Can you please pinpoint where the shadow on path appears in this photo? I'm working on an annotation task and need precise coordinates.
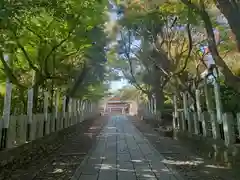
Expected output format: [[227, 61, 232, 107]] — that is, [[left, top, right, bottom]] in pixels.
[[131, 117, 240, 180]]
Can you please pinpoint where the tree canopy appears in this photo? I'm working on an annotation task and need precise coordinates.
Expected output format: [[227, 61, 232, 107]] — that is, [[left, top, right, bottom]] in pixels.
[[2, 0, 240, 115], [107, 0, 240, 114], [0, 0, 111, 114]]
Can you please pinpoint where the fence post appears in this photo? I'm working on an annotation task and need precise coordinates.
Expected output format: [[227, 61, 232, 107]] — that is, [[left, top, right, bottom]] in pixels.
[[213, 75, 223, 123], [77, 100, 80, 122], [68, 98, 72, 126], [0, 120, 3, 148], [147, 100, 151, 117], [180, 111, 186, 131], [223, 113, 236, 147], [204, 78, 214, 112], [89, 101, 92, 118], [204, 78, 220, 139], [182, 92, 190, 131], [202, 112, 211, 137], [173, 94, 179, 129], [195, 89, 201, 121], [62, 96, 66, 128], [26, 88, 34, 141], [237, 113, 240, 140], [43, 91, 49, 135], [210, 112, 220, 139], [151, 97, 154, 115], [54, 91, 59, 131], [73, 99, 77, 124], [1, 82, 12, 149], [193, 112, 199, 134], [82, 100, 85, 120]]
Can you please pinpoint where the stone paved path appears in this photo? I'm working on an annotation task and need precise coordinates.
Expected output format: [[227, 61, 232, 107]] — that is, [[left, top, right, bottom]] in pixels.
[[71, 116, 184, 180]]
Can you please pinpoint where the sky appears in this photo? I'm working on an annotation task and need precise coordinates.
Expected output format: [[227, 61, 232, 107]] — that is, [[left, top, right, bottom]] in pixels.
[[108, 2, 129, 92], [110, 79, 129, 92]]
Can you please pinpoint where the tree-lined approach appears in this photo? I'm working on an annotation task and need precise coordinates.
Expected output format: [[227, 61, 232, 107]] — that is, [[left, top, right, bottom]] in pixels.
[[1, 0, 240, 116]]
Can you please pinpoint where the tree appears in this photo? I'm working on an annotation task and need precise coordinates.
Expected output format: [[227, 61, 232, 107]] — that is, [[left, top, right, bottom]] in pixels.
[[0, 0, 110, 114], [215, 0, 240, 52]]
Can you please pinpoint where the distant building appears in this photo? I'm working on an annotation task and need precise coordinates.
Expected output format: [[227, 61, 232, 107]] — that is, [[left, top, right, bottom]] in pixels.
[[99, 96, 138, 115]]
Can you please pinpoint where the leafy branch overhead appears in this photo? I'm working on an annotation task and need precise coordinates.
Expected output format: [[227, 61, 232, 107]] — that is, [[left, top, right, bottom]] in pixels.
[[0, 0, 110, 114], [109, 0, 240, 113]]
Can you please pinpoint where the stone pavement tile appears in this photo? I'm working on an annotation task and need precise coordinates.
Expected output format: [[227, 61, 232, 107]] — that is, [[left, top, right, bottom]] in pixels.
[[72, 116, 183, 180], [87, 156, 104, 163], [79, 158, 102, 175], [104, 147, 116, 154], [130, 153, 144, 160], [78, 174, 98, 180], [131, 158, 149, 165], [118, 171, 137, 180], [129, 147, 141, 153], [106, 141, 117, 147], [118, 162, 134, 171], [135, 164, 155, 179], [128, 145, 140, 150], [134, 163, 150, 170], [150, 161, 168, 170], [80, 164, 101, 175], [100, 163, 118, 171], [102, 156, 116, 164], [155, 171, 178, 180], [98, 170, 116, 180], [138, 144, 154, 155], [138, 177, 157, 180], [107, 136, 117, 142], [91, 146, 106, 157], [117, 146, 129, 154], [117, 141, 127, 147], [118, 153, 131, 162], [118, 134, 125, 140], [86, 158, 102, 166], [126, 139, 137, 144]]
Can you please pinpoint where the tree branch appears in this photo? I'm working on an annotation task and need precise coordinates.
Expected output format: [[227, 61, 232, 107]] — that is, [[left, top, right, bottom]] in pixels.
[[16, 40, 40, 72], [44, 32, 72, 75], [0, 52, 26, 89]]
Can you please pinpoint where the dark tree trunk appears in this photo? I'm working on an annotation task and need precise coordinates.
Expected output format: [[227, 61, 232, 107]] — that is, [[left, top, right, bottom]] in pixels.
[[155, 88, 164, 112], [32, 83, 39, 113], [181, 0, 240, 91], [152, 66, 164, 113], [198, 5, 240, 91], [216, 0, 240, 51]]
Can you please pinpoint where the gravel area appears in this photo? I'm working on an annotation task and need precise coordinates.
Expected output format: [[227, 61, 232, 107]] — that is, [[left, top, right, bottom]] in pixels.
[[131, 117, 240, 180], [0, 116, 108, 180]]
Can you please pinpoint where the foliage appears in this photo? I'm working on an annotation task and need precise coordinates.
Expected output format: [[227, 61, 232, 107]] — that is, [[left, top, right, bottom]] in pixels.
[[107, 0, 240, 115], [220, 83, 240, 114], [114, 86, 148, 102], [0, 0, 110, 114]]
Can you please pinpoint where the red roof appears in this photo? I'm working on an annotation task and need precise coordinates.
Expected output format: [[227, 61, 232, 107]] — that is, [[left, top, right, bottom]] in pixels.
[[108, 97, 121, 101]]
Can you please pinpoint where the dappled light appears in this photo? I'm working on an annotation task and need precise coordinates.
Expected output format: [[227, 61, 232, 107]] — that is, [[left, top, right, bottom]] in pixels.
[[1, 0, 240, 179], [161, 159, 204, 166], [52, 168, 64, 174]]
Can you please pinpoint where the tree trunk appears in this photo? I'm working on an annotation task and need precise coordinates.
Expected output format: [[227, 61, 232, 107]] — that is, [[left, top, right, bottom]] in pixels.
[[32, 84, 39, 114], [199, 6, 240, 91], [155, 88, 164, 112], [181, 0, 240, 91], [152, 66, 164, 113], [215, 0, 240, 51], [50, 79, 54, 113], [32, 72, 41, 113]]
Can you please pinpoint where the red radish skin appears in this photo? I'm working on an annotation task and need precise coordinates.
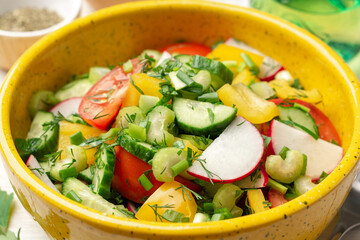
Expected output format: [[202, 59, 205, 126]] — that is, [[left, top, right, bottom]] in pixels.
[[50, 97, 82, 117], [234, 167, 268, 188], [269, 120, 343, 181], [26, 155, 60, 193], [127, 201, 138, 214], [259, 65, 284, 82], [187, 116, 264, 183]]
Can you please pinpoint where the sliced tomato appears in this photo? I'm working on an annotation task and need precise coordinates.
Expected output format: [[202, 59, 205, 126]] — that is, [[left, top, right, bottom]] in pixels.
[[79, 58, 142, 130], [268, 188, 288, 208], [112, 147, 202, 203], [269, 99, 341, 145], [161, 42, 212, 56]]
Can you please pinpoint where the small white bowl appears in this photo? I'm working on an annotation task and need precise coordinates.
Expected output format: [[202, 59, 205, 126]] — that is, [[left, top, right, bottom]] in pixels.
[[0, 0, 82, 69]]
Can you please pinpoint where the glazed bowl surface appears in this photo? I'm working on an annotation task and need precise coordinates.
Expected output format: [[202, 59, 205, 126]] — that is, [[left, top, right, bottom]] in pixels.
[[1, 1, 360, 239]]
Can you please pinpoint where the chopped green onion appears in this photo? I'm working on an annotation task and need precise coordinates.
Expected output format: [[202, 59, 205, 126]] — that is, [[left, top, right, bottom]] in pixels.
[[267, 178, 288, 194], [262, 135, 271, 148], [66, 190, 82, 203], [59, 166, 77, 181], [221, 60, 237, 68], [214, 208, 233, 219], [70, 131, 86, 145], [317, 171, 329, 183], [279, 146, 290, 160], [203, 202, 214, 214], [123, 59, 133, 73], [129, 123, 147, 142], [176, 70, 195, 86], [100, 128, 120, 139], [139, 117, 151, 133], [300, 154, 307, 176], [210, 213, 224, 221], [171, 159, 190, 177], [207, 108, 215, 123], [293, 103, 310, 113], [138, 173, 153, 191], [240, 53, 260, 76], [198, 92, 219, 103], [237, 62, 247, 73], [193, 213, 210, 223], [280, 120, 319, 140]]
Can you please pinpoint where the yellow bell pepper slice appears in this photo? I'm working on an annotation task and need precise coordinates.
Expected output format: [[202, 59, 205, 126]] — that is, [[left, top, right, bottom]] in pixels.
[[232, 68, 260, 86], [247, 189, 270, 213], [207, 44, 264, 75], [269, 79, 322, 103], [122, 73, 163, 108], [58, 121, 105, 165], [135, 181, 197, 222], [217, 83, 279, 124]]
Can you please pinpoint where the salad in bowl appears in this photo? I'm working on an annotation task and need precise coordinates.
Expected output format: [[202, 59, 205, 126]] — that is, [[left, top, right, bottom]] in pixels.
[[16, 38, 343, 223]]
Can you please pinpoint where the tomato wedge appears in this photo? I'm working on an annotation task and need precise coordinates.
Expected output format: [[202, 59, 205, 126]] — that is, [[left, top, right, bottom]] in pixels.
[[269, 99, 341, 145], [268, 188, 288, 208], [161, 42, 212, 56], [79, 58, 142, 130], [112, 147, 202, 203]]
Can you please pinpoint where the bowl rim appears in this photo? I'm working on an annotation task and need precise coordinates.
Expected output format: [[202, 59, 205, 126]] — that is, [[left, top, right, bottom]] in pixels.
[[0, 0, 82, 37], [1, 0, 360, 237]]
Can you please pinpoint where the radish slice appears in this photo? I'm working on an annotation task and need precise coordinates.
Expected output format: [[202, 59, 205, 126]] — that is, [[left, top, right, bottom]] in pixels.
[[187, 116, 264, 183], [234, 167, 268, 188], [269, 120, 343, 180], [26, 155, 60, 193], [155, 51, 172, 67], [224, 37, 283, 81], [50, 97, 82, 117], [127, 201, 138, 214]]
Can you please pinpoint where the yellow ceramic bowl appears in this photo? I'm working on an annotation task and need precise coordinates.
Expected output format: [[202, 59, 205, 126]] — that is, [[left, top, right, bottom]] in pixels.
[[1, 1, 360, 239]]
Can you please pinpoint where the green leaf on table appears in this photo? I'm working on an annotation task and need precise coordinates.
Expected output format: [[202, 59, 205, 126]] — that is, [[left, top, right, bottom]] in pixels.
[[0, 190, 13, 234], [0, 229, 21, 240]]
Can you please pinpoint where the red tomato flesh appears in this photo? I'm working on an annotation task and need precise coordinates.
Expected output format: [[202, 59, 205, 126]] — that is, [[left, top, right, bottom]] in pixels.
[[112, 147, 202, 203], [161, 42, 212, 56], [268, 188, 288, 208], [79, 58, 142, 130]]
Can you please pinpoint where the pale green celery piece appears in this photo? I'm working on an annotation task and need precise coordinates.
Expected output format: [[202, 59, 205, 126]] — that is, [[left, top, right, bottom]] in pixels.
[[146, 106, 175, 146], [49, 145, 87, 182], [139, 95, 160, 113], [192, 70, 211, 92], [265, 150, 305, 184], [123, 59, 133, 73], [152, 147, 187, 182], [294, 176, 317, 195], [88, 66, 111, 83], [249, 82, 276, 100], [193, 213, 210, 223], [113, 106, 145, 131], [129, 123, 147, 142], [213, 184, 244, 217]]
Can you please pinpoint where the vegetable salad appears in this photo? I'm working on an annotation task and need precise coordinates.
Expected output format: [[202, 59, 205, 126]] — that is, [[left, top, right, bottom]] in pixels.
[[16, 39, 344, 223]]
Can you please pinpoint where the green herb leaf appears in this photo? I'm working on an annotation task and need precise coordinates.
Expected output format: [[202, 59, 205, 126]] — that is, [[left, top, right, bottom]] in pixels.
[[0, 191, 13, 234]]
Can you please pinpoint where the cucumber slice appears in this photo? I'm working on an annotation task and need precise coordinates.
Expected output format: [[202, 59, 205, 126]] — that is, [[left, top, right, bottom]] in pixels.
[[54, 79, 93, 101], [26, 111, 59, 160], [140, 49, 162, 62], [113, 106, 145, 131], [192, 70, 211, 92], [146, 106, 175, 146], [169, 71, 187, 90], [88, 67, 111, 83], [92, 146, 116, 199], [173, 98, 236, 136], [174, 54, 192, 64], [62, 177, 134, 218], [118, 131, 157, 162], [278, 105, 319, 138], [78, 166, 95, 184], [28, 91, 59, 118], [152, 147, 187, 182], [191, 55, 233, 90], [49, 145, 87, 182], [139, 95, 159, 114]]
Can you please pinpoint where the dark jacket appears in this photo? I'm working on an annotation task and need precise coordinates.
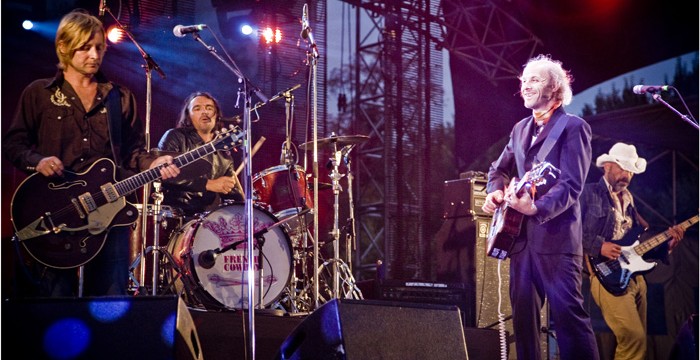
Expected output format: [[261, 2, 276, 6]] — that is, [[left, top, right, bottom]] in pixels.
[[158, 127, 242, 216], [2, 71, 148, 177], [580, 176, 666, 272], [486, 107, 592, 255]]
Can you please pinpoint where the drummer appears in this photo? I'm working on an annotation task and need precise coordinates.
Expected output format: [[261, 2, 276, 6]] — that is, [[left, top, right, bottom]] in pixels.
[[158, 91, 244, 218]]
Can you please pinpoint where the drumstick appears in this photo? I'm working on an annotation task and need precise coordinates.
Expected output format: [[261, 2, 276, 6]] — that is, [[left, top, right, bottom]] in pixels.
[[235, 136, 266, 176]]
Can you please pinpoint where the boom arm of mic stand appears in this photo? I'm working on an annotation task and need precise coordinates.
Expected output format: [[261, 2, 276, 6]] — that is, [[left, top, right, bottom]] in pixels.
[[651, 93, 699, 129], [189, 33, 267, 104], [103, 8, 166, 79]]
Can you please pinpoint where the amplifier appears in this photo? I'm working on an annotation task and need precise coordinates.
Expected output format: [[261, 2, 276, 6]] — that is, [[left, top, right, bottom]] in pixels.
[[378, 280, 469, 324], [443, 173, 488, 218]]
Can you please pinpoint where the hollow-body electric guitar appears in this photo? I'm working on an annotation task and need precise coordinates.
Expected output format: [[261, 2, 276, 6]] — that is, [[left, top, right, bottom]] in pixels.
[[486, 162, 560, 259], [588, 215, 698, 295], [11, 126, 244, 269]]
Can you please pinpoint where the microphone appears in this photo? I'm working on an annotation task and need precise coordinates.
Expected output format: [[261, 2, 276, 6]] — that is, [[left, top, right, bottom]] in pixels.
[[99, 0, 106, 17], [198, 238, 247, 269], [633, 85, 671, 94], [300, 3, 310, 39], [198, 249, 218, 270], [300, 3, 318, 57], [173, 24, 207, 38]]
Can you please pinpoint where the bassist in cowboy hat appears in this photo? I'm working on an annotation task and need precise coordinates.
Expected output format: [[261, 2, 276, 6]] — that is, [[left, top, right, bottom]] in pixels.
[[581, 142, 685, 359]]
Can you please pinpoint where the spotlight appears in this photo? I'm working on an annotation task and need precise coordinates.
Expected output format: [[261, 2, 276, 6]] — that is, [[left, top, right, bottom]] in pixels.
[[261, 27, 282, 44], [241, 24, 253, 36], [106, 26, 125, 44], [22, 20, 34, 30]]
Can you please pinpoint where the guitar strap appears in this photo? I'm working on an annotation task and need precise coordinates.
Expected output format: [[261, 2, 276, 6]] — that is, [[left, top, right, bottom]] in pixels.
[[534, 112, 569, 164], [106, 84, 123, 166]]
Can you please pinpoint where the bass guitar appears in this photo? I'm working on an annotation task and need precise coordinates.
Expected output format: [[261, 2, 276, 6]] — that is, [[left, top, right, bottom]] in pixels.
[[11, 126, 245, 269], [486, 161, 560, 259], [588, 214, 698, 295]]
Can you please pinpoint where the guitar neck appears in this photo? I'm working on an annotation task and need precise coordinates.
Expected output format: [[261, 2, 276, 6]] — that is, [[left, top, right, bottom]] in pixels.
[[634, 215, 699, 256], [113, 142, 216, 197]]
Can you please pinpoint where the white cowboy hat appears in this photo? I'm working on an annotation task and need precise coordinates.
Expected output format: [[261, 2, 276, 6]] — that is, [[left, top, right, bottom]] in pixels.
[[596, 142, 647, 174]]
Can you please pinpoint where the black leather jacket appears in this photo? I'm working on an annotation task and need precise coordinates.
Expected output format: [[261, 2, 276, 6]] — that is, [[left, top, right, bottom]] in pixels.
[[158, 127, 243, 216]]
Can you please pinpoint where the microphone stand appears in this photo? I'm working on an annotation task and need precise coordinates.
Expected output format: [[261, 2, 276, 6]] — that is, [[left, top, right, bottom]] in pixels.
[[651, 92, 698, 130], [301, 2, 322, 311], [186, 31, 265, 360], [102, 5, 166, 296]]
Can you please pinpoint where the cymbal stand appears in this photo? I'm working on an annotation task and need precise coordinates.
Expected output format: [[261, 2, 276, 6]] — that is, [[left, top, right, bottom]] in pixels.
[[328, 144, 345, 298], [343, 150, 356, 272]]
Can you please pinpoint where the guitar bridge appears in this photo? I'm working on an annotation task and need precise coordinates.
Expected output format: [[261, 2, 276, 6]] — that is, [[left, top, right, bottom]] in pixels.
[[71, 198, 86, 219]]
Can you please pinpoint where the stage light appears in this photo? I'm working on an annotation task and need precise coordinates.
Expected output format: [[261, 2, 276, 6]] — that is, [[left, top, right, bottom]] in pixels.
[[241, 24, 254, 36], [261, 27, 282, 44], [22, 20, 34, 30], [106, 26, 125, 44]]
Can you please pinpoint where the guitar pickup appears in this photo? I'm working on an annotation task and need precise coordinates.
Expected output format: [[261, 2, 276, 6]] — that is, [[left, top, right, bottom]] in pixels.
[[596, 262, 612, 276], [100, 183, 119, 202], [78, 192, 97, 212]]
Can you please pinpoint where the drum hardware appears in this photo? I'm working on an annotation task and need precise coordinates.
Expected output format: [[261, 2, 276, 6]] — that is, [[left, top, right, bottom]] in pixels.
[[326, 137, 362, 299], [316, 258, 364, 303], [128, 194, 186, 296], [138, 181, 169, 296], [299, 132, 369, 303]]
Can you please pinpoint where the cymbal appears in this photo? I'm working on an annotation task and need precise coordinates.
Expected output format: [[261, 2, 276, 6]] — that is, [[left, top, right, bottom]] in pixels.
[[299, 134, 369, 150]]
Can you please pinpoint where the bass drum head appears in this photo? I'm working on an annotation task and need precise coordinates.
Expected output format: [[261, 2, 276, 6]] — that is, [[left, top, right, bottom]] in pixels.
[[171, 203, 293, 310]]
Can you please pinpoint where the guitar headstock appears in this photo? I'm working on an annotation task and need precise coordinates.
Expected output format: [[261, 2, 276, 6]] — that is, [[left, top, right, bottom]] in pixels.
[[211, 125, 245, 151]]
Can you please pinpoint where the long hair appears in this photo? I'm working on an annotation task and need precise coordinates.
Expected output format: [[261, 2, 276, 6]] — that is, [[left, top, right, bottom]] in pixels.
[[523, 54, 574, 106], [55, 9, 105, 70], [176, 91, 224, 130]]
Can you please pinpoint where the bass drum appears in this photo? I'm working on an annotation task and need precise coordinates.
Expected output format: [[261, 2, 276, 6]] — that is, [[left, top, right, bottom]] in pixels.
[[167, 203, 293, 310]]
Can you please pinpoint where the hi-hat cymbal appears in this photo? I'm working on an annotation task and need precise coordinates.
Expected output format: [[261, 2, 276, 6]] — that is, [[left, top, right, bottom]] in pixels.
[[299, 134, 369, 150]]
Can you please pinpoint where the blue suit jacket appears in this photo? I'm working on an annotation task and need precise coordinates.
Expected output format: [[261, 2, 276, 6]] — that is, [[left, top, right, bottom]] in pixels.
[[486, 107, 592, 255]]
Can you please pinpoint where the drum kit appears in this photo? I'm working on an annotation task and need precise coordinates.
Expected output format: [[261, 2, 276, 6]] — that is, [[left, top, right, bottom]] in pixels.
[[129, 133, 369, 314]]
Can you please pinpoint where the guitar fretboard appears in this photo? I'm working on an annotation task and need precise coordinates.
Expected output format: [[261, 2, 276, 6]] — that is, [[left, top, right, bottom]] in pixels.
[[634, 215, 699, 256]]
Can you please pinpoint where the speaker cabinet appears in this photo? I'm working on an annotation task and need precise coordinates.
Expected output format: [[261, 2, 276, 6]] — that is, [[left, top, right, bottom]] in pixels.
[[276, 299, 469, 360], [1, 295, 200, 360]]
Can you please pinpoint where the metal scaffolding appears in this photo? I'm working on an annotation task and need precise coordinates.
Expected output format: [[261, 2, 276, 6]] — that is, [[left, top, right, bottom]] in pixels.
[[344, 0, 541, 281]]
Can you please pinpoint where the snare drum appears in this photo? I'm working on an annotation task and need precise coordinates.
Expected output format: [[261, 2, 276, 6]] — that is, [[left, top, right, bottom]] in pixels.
[[167, 203, 293, 310]]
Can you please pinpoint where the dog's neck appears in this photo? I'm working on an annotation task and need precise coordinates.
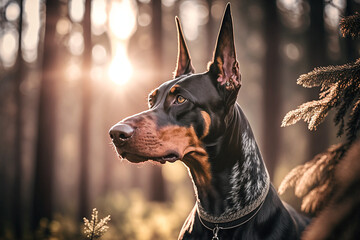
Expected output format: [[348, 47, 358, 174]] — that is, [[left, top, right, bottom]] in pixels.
[[184, 104, 270, 223]]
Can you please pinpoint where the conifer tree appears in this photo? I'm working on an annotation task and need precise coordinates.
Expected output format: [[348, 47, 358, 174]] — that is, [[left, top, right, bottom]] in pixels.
[[279, 13, 360, 214]]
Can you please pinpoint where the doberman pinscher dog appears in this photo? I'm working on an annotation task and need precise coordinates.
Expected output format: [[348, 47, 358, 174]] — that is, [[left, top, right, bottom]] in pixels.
[[109, 3, 309, 240]]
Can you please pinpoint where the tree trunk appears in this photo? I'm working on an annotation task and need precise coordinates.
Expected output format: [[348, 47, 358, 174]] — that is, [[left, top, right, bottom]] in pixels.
[[148, 0, 166, 202], [206, 0, 214, 62], [263, 0, 282, 179], [79, 0, 92, 221], [13, 0, 24, 238], [307, 0, 329, 160], [32, 0, 62, 232]]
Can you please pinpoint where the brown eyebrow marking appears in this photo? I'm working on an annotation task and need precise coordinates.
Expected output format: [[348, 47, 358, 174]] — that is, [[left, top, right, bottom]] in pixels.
[[200, 111, 211, 139], [170, 84, 180, 94], [148, 89, 158, 108], [150, 89, 158, 97]]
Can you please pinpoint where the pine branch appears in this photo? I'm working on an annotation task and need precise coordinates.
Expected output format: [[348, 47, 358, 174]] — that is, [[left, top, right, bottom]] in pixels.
[[346, 97, 360, 143], [280, 13, 360, 216], [340, 13, 360, 38], [283, 58, 360, 139], [300, 179, 332, 213], [83, 208, 111, 240], [297, 59, 360, 89], [278, 144, 346, 214], [334, 83, 360, 136], [301, 140, 360, 240], [281, 84, 338, 130]]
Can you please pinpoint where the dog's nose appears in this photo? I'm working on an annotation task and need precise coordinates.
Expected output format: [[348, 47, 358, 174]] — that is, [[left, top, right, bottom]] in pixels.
[[109, 123, 134, 143]]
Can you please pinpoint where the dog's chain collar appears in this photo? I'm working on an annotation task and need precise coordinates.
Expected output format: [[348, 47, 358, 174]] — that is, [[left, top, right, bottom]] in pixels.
[[195, 171, 270, 239], [197, 199, 265, 240], [197, 172, 270, 223]]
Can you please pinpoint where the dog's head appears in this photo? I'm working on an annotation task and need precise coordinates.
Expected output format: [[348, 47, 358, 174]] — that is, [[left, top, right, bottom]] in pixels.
[[109, 4, 241, 172]]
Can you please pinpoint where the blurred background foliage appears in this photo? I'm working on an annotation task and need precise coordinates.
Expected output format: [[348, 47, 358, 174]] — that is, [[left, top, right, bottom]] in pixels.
[[0, 0, 359, 239]]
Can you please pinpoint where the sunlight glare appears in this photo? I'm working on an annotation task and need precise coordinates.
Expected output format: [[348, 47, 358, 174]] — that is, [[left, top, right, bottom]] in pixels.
[[211, 1, 225, 19], [109, 0, 137, 40], [5, 2, 20, 21], [108, 44, 133, 85], [68, 31, 84, 55], [92, 44, 107, 64], [66, 62, 81, 81], [91, 0, 107, 35], [324, 1, 345, 29], [90, 66, 104, 81], [138, 12, 151, 27], [279, 0, 298, 11], [284, 43, 300, 61], [23, 0, 41, 63], [56, 18, 71, 35], [69, 0, 85, 22], [180, 1, 209, 41], [0, 30, 18, 67], [162, 0, 177, 7], [138, 0, 150, 4]]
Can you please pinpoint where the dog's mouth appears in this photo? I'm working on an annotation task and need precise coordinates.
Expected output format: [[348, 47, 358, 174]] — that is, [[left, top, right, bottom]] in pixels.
[[119, 151, 180, 164]]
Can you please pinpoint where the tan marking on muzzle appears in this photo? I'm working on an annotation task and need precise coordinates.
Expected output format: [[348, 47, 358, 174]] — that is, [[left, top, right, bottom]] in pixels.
[[159, 125, 211, 189], [118, 113, 212, 188]]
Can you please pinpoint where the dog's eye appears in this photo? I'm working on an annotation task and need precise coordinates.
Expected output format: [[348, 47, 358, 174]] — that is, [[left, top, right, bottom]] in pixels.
[[175, 95, 187, 104]]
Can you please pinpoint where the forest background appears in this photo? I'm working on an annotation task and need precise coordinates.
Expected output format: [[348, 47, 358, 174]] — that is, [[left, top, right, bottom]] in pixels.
[[0, 0, 359, 239]]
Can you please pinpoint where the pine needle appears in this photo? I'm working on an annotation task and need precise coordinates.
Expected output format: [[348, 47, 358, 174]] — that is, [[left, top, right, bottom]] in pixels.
[[282, 58, 360, 143], [297, 60, 360, 89], [301, 179, 332, 213], [278, 144, 345, 214], [340, 13, 360, 38], [280, 13, 360, 216], [278, 165, 306, 195], [301, 140, 360, 240], [347, 97, 360, 143], [83, 208, 111, 239]]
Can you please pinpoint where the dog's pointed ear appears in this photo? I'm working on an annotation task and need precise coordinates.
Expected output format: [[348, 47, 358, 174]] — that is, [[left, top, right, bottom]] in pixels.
[[209, 3, 241, 96], [173, 17, 195, 78]]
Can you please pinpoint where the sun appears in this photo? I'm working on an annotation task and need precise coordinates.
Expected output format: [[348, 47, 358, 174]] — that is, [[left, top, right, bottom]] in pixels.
[[108, 44, 133, 85], [107, 0, 137, 85], [109, 1, 137, 40]]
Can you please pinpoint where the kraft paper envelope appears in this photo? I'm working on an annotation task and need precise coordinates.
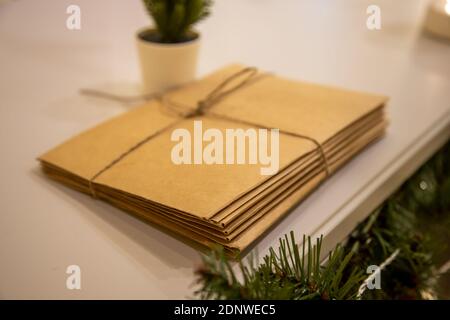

★ ★ ★ ★ ★ ★ ★

Directions for this task. Only the lines from the start of the material to the line with "Can you please pinpoint where the fence", inclusive, belong in the answer, printed exactly and free of pictures.

Task response.
Can you please pinpoint where the shadow on path appears in this photo? I'm working on an annotation task and need precise coordinates.
Expected output format: [[227, 61, 232, 107]] — that is, [[left, top, right, bottom]] in pixels.
[[131, 117, 240, 180]]
Can you please pinpoint where the tree canopy appears in this photo? I'm working on an annotation task and need precise coordinates.
Expected output format: [[227, 61, 232, 107]] — that is, [[left, top, right, bottom]] in pixels.
[[2, 0, 240, 115], [107, 0, 240, 114], [0, 0, 111, 114]]
Can you please pinpoint where the fence post appears in this photo? I'm working on an annotation task and need precise coordinates.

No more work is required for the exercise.